Exercise brief:
Write out the complete material exactly as it stands.

Detection annotation records:
_____

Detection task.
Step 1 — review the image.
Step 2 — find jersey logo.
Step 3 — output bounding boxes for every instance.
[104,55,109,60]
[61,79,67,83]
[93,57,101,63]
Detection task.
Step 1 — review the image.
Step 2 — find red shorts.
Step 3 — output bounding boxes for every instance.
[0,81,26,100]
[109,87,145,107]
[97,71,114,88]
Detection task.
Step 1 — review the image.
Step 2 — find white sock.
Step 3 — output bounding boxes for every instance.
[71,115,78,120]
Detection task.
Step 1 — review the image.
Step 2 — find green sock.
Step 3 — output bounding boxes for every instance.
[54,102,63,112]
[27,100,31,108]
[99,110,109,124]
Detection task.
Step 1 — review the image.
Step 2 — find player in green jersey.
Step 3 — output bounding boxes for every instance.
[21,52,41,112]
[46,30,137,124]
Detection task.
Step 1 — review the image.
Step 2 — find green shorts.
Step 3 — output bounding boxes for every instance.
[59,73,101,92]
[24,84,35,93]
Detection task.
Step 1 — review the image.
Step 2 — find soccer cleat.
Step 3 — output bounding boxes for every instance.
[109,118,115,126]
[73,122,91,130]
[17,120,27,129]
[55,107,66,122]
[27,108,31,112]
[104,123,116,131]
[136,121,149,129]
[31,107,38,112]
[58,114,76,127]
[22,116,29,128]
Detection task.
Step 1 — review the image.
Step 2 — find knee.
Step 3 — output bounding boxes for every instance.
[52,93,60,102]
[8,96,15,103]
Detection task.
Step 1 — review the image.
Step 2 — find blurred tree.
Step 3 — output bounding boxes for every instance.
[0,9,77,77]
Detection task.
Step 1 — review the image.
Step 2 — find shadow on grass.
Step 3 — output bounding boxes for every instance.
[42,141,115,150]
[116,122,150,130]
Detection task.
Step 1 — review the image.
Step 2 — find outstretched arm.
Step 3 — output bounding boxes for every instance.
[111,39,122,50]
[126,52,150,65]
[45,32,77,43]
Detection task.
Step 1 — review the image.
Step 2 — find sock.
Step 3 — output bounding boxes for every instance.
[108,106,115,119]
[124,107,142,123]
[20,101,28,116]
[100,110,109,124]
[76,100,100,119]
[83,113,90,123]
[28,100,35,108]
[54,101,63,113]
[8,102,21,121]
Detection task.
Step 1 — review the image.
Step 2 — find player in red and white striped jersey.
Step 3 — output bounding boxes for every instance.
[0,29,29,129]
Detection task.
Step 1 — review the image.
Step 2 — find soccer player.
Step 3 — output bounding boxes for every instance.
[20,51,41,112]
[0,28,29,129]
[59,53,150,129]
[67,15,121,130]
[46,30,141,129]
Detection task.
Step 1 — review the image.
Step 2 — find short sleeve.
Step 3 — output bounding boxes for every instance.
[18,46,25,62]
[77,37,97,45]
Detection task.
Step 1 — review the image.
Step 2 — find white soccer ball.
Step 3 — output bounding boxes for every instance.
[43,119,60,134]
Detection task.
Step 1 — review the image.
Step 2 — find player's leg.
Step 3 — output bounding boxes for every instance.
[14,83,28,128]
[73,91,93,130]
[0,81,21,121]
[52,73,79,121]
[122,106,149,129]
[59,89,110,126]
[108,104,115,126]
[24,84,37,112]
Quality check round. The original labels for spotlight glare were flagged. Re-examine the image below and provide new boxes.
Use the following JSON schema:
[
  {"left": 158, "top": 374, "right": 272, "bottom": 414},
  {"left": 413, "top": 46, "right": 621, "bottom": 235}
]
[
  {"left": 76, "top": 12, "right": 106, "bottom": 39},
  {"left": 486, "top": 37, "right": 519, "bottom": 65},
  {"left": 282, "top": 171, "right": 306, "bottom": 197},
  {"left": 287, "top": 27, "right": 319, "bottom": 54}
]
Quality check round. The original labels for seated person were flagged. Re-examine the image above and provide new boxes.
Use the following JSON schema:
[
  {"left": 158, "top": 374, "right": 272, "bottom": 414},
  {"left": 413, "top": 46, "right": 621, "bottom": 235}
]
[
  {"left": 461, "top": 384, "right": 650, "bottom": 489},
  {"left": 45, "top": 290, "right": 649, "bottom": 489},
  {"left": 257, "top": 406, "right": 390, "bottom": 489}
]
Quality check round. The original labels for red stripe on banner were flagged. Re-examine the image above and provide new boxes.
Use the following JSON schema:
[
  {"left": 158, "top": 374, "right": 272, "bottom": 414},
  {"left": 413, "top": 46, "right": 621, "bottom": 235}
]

_____

Written response:
Detection task.
Step 1 — review the image.
Step 2 — find jersey logo.
Step 3 — output bounding boxes for every instance.
[104,55,109,60]
[61,79,67,83]
[93,57,101,63]
Detection task.
Step 1 — review the image.
Step 2 — find red shorts.
Step 3 — output bounding boxes for every instance.
[0,81,26,100]
[109,87,145,107]
[97,71,114,88]
Detection task.
Step 1 — review the image.
Step 2 — find white sock.
Step 3 — output bounding boxes for every instance.
[71,115,78,120]
Detection task.
Step 1 — review the image.
Step 2 — find green sock.
Step 3 — output bounding boxes for every instance.
[54,102,63,112]
[27,100,31,108]
[99,110,109,124]
Detection task.
Step 1 — review the image.
Step 2 — find player in green jersey.
Step 3 — output bounding boxes for every instance.
[21,52,41,112]
[46,30,137,124]
Detection task.
Step 1 — review the image.
Step 2 — find green shorts.
Step 3 — output bounding boxes for every instance.
[59,73,101,92]
[24,84,35,93]
Detection task.
Step 1 — review the image.
Step 2 — find soccer cleat.
Step 3 — output bounding boxes for every instance.
[109,118,115,126]
[73,122,91,130]
[17,120,27,129]
[55,107,66,122]
[27,108,31,112]
[104,123,116,131]
[136,121,149,129]
[31,107,38,112]
[58,114,76,127]
[22,116,29,128]
Detection task.
Step 1 — review the image.
Step 2 — find knee.
Step 3 — output bounding boxes for every instance.
[52,93,60,102]
[8,96,15,103]
Detection task.
Step 1 — review the image.
Step 2 — find blurred tree.
Step 3 — output bounding boxes for every instance.
[0,9,77,77]
Detection task.
Step 1 — review the image.
Step 2 — find shadow on grass.
Step 3 — output bounding boxes for every instance.
[42,141,115,150]
[116,122,150,130]
Detection task.
Step 1 — review the image.
Step 2 — find outstretched arm.
Step 3 — output bounding boxes for every instance.
[111,39,122,50]
[126,52,150,65]
[45,32,77,43]
Detection task.
Step 1 — review the image.
Step 2 — find sock.
Step 3 — output bounding boxes for every instance.
[108,106,115,119]
[124,107,142,123]
[20,101,28,116]
[100,110,109,124]
[76,100,100,119]
[83,113,90,123]
[28,100,35,108]
[54,101,63,113]
[8,102,21,121]
Detection task.
Step 1 — review the image.
Step 2 — find player in red and white striped jersey.
Step 3 — output bounding boxes for every instance.
[0,29,29,129]
Detection task.
Step 1 — review the image.
Step 2 — find soccer player.
Step 3 — output bounding boxes for every instance.
[20,51,41,112]
[0,28,29,129]
[59,53,150,129]
[67,15,121,130]
[46,30,141,129]
Detection task.
Step 1 — review the image.
Step 2 — find short sleeve.
Step 3 — output bounding boxes for every instance.
[18,46,25,62]
[77,37,97,45]
Detection task.
Step 1 — review the image.
Step 2 — find white soccer ball.
Step 3 — output bounding boxes for every instance.
[43,119,60,134]
Detection task.
Step 1 — review the image.
Step 2 — find player's leg.
Step 3 — output bounding boxes for every instance.
[14,83,28,128]
[73,91,93,130]
[0,81,21,121]
[52,73,79,121]
[122,106,149,129]
[59,89,110,126]
[108,104,115,126]
[24,84,37,112]
Quality check round. The original labels for spotlight glare were flagged. Re-examine the image below and provide new boxes.
Use the following JSON schema:
[
  {"left": 158, "top": 374, "right": 272, "bottom": 414},
  {"left": 413, "top": 46, "right": 621, "bottom": 235}
]
[
  {"left": 76, "top": 12, "right": 106, "bottom": 39},
  {"left": 486, "top": 37, "right": 519, "bottom": 65},
  {"left": 282, "top": 171, "right": 306, "bottom": 197},
  {"left": 287, "top": 27, "right": 319, "bottom": 54}
]
Quality check round. The original labels for seated person were flagged. Re-examine the image above and provide new boxes.
Use the following JSON schema:
[
  {"left": 158, "top": 374, "right": 272, "bottom": 414},
  {"left": 413, "top": 46, "right": 621, "bottom": 235}
]
[
  {"left": 461, "top": 384, "right": 650, "bottom": 489},
  {"left": 45, "top": 290, "right": 649, "bottom": 489},
  {"left": 257, "top": 406, "right": 390, "bottom": 489}
]
Quality check round. The original labels for red stripe on banner were flagged. Re-examine the image above and provide new boxes.
Use the following JSON schema:
[
  {"left": 158, "top": 374, "right": 272, "bottom": 414},
  {"left": 413, "top": 46, "right": 621, "bottom": 235}
]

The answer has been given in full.